== Reading text ==
______________________________

Synopsys is upgrading its EDA tools with artificial intelligence (AI) and other innovations to help navigate these challenges at the chip level. However, acquiring Ansys would give it a broader, tightly integrated package of software that covers up to full systems.
Ansys brings to the table simulation and other software used by researchers, engineers, and chip designers to analyze full products and systems where chips end up. Among the company's main rivals are Autodesk (with its Fusion 360 platform) and Dassault Systèmes (with its SolidWorks software). After it folds the company's tools into its core EDA software, Synopsys will be able to offer a more complete software suite for designing systems inside and out.
Integrating these tools will also enable mutual customers to investigate the impacts of the chip’s design at a package and system level—and vice versa—further ahead of time, as well as spot potential areas of improvement.

______________________________

== Recorded data ==

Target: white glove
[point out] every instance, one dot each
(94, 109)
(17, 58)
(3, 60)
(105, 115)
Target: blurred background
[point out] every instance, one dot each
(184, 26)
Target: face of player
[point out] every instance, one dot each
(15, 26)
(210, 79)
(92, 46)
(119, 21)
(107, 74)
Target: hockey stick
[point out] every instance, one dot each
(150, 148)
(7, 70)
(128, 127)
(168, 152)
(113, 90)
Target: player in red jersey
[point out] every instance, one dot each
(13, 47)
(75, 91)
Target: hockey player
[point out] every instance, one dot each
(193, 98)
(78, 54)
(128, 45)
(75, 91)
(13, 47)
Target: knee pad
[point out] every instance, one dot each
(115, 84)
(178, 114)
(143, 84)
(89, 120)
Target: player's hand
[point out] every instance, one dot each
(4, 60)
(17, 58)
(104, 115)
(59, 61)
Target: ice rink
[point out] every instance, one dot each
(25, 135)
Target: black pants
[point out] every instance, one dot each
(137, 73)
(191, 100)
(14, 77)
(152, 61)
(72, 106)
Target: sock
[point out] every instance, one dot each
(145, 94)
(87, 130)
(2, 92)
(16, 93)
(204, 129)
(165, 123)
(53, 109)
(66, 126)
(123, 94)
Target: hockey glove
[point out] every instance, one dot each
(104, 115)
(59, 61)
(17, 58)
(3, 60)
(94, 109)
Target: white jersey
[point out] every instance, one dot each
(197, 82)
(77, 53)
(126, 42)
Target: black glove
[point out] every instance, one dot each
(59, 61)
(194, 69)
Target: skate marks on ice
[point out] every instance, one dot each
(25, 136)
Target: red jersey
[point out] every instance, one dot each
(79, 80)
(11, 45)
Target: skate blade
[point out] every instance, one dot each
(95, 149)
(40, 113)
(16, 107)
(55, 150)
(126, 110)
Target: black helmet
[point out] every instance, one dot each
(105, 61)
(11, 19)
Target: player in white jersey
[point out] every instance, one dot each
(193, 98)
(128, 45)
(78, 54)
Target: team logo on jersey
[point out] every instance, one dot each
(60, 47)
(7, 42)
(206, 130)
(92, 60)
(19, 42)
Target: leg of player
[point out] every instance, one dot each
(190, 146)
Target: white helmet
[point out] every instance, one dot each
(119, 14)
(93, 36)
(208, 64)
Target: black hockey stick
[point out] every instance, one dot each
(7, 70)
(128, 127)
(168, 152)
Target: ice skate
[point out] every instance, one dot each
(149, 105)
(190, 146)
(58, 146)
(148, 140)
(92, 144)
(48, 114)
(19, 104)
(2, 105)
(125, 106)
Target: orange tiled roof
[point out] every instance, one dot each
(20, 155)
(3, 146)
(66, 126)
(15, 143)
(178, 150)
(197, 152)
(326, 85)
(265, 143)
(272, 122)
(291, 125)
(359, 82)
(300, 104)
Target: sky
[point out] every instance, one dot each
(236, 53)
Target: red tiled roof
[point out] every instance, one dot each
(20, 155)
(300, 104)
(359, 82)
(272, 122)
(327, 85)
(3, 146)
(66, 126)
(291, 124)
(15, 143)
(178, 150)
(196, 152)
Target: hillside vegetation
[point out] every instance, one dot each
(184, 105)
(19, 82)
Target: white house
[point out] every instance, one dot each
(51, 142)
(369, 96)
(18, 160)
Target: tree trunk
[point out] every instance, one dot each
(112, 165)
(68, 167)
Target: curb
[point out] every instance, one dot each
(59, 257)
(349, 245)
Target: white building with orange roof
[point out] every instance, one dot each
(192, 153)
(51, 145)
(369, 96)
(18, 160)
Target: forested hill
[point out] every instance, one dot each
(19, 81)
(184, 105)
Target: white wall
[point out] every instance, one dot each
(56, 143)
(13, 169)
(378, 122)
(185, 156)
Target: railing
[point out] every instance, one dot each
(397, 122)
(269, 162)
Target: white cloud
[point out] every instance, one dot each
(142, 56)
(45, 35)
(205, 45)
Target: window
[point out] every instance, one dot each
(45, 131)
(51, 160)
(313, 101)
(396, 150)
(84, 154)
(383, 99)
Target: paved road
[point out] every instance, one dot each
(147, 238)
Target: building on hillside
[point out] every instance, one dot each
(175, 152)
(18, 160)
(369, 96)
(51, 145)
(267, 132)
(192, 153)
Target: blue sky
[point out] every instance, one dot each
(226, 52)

______________________________

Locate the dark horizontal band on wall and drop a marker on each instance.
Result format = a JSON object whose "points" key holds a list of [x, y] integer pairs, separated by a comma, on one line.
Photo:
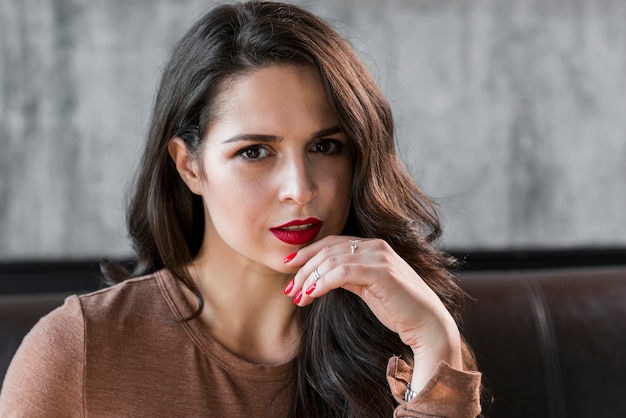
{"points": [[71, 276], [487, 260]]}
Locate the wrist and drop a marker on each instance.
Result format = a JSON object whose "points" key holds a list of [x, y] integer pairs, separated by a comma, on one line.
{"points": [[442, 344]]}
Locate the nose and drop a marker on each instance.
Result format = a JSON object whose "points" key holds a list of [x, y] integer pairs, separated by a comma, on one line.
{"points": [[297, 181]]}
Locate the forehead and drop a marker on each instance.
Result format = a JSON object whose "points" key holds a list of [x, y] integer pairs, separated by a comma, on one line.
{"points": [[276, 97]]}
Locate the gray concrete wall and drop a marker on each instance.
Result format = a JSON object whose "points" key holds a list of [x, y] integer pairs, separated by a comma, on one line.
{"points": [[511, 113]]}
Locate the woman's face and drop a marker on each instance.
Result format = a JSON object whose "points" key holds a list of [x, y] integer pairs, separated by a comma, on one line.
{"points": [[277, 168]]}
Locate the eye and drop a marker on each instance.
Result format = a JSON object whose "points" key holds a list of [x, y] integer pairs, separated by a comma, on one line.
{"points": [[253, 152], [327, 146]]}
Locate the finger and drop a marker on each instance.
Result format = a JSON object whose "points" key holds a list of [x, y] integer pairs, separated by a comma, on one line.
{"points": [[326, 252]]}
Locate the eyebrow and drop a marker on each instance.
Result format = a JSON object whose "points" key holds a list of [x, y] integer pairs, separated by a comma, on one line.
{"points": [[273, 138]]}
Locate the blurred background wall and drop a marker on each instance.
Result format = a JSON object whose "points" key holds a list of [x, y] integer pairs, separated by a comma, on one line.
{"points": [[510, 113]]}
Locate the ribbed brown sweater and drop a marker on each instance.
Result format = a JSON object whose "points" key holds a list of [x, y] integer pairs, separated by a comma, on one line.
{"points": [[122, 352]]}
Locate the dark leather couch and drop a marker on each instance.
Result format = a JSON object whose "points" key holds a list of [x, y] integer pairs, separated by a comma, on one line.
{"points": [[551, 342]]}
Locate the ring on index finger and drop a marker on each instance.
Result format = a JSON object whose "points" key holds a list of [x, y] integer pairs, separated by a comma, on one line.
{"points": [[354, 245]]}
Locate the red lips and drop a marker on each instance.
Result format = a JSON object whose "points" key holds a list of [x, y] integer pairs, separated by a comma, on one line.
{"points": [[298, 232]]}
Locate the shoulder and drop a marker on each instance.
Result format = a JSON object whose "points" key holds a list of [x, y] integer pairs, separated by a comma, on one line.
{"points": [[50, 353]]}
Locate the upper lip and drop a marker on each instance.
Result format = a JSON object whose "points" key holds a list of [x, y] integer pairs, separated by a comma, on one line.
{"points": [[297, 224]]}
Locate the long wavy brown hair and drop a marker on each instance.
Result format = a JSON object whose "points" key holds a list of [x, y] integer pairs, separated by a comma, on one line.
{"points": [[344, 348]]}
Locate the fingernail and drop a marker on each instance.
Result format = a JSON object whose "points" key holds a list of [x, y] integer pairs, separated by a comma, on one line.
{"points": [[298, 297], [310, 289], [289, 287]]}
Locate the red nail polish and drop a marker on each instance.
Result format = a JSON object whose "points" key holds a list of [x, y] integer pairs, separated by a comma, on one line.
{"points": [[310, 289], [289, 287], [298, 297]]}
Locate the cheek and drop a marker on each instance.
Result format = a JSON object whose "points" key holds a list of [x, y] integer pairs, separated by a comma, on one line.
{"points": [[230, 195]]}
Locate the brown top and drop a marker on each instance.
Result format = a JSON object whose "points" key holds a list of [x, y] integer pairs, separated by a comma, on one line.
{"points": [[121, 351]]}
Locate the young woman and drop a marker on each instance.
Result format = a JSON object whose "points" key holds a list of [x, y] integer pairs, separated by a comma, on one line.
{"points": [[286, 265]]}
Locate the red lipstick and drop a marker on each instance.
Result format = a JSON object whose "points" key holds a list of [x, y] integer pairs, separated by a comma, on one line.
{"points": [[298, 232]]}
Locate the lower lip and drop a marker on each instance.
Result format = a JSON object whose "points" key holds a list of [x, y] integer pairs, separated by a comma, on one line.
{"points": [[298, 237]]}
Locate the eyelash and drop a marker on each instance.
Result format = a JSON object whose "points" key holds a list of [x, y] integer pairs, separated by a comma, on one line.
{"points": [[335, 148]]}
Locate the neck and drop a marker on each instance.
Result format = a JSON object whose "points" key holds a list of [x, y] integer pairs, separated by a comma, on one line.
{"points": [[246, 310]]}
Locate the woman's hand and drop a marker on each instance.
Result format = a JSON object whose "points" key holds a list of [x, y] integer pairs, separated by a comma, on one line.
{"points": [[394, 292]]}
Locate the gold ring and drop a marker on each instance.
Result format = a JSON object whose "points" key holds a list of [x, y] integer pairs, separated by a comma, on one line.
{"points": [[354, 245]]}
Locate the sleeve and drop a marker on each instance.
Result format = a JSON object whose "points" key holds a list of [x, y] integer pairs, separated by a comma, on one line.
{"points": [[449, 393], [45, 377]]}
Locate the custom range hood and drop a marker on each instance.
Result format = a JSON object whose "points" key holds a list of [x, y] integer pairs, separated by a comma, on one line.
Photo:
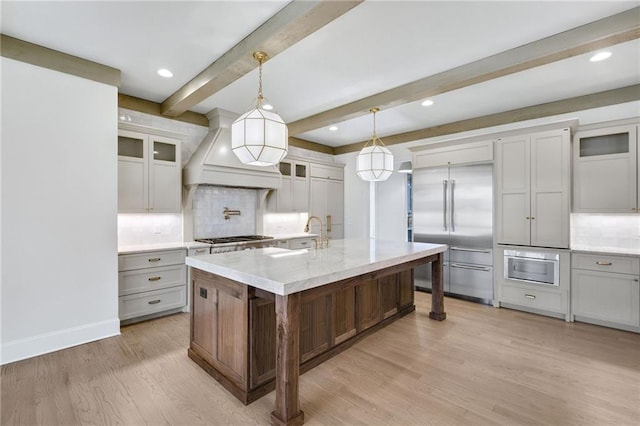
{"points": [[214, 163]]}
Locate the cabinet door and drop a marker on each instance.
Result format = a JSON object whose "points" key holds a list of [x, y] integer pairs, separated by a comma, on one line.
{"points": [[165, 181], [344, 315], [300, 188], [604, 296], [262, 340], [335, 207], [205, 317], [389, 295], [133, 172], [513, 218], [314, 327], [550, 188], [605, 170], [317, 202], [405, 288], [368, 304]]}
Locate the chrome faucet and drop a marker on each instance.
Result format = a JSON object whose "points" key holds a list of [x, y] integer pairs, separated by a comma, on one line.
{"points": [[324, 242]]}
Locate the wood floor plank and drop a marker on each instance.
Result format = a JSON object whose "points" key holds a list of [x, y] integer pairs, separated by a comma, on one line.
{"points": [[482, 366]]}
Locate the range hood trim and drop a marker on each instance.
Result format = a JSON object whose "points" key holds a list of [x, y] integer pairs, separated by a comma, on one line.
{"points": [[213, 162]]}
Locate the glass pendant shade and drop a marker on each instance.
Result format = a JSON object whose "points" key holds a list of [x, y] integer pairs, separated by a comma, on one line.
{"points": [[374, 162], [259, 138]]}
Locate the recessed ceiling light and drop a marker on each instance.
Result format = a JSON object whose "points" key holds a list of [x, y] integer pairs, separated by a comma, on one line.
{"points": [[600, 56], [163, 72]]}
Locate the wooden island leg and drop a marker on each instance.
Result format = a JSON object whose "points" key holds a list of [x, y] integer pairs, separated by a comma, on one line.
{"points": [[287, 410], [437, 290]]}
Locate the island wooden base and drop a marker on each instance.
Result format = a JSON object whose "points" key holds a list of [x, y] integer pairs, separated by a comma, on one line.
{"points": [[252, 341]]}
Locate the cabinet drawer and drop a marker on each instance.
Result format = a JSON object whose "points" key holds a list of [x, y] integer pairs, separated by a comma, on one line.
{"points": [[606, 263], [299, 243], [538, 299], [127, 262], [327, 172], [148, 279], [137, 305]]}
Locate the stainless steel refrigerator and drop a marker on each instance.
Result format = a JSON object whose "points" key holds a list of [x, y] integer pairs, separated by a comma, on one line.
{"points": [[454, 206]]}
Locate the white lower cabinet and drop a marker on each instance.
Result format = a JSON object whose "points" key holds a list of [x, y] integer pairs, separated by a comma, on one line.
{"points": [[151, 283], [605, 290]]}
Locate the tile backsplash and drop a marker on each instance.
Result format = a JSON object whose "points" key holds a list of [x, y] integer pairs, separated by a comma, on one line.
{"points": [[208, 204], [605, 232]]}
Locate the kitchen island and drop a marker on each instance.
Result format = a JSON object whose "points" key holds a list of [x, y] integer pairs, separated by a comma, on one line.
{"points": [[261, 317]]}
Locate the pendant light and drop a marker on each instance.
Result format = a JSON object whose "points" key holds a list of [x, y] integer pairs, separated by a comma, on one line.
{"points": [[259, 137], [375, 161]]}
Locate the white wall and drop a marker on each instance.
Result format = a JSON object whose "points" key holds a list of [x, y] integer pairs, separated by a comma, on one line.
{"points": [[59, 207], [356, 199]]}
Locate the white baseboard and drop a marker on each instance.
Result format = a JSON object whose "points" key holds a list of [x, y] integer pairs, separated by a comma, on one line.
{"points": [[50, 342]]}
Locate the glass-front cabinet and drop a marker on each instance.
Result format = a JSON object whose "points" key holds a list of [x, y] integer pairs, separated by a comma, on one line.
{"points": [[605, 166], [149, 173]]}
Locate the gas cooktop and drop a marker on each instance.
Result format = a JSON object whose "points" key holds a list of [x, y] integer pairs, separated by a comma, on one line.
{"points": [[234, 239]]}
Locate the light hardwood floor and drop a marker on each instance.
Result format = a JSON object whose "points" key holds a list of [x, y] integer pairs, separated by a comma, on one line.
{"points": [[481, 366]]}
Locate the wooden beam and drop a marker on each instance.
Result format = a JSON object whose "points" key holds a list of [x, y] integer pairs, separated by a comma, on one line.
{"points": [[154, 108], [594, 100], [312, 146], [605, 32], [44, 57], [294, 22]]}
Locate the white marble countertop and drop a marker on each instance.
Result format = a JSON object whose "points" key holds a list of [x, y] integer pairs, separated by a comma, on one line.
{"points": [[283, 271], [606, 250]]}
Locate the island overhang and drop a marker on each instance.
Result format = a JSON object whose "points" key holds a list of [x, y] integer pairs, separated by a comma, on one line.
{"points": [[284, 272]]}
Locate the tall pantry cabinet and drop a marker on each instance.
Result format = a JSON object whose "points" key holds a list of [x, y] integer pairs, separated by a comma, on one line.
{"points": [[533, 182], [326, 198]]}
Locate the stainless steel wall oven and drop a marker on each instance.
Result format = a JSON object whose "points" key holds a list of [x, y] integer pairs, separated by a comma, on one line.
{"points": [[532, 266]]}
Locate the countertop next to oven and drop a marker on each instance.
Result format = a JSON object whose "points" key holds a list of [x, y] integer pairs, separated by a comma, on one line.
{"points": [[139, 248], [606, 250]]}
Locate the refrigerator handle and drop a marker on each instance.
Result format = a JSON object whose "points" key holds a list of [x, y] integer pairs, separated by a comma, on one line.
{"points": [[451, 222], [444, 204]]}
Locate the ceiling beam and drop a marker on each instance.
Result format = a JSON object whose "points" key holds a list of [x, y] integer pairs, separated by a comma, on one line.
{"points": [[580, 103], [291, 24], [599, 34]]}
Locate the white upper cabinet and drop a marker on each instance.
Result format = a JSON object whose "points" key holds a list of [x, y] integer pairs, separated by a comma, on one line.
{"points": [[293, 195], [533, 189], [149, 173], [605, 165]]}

______________________________

== Study questions ==
1. Transcribe the passage on Synopsys and Ansys from "Synopsys is upgrading" to "to full systems.".
2. According to the passage on Synopsys and Ansys, what software does Dassault Systèmes offer?
3. Write the next part of the passage on Synopsys and Ansys, picking up after its final sentence.

== Answers given ==
1.
Synopsys is upgrading its EDA tools with artificial intelligence (AI) and other innovations to help navigate these challenges at the chip level. However, acquiring Ansys would give it a broader, tightly integrated package of software that covers up to full systems.

2. SolidWorks.

3.
This integration will be useful when Synopsys works more closely with non-traditional customers, including auto OEMs such as Ford and GM, and tech giants such as Amazon, Google, and Microsoft. They’re all bringing more chip design efforts in-house.
Uniting Everything from Silicon to System Design
Synopsys said the tie-up of its electronic design software with the system-level simulation and analysis tools from Ansys will be a boon to its semiconductor customers, which are dealing with lots of difficulties.
But the company said all Ansys customers, including those outside the semiconductor industry, stand to benefit, too, since they will be able to gain more valuable insights into the electronics at the heart of their systems.
Following the Ansys deal, Synopsys said it would see its total addressable market (TAM) expand by 50% rising to about $28 billion per year, and the merged company’s annual revenue rising to approximately $8 billion.
Ghazi explained that the deal is “the logical next step” for both companies, which have had a long-term partnership in place for more than half a decade. Under the pact, Synopsys and Ansys teamed up to tightly integrate their electronic design, simulation, and analysis tools in such a way that mutual customers can test chips used in the mobile, automotive, and high-performance computing markets against quality and reliability standards.
To help engineers pinpoint potential mistakes further ahead of time, the companies integrated Ansys’ power integrity and reliability sign-off technologies with Synopsys physical implementation tools for “in-design” use.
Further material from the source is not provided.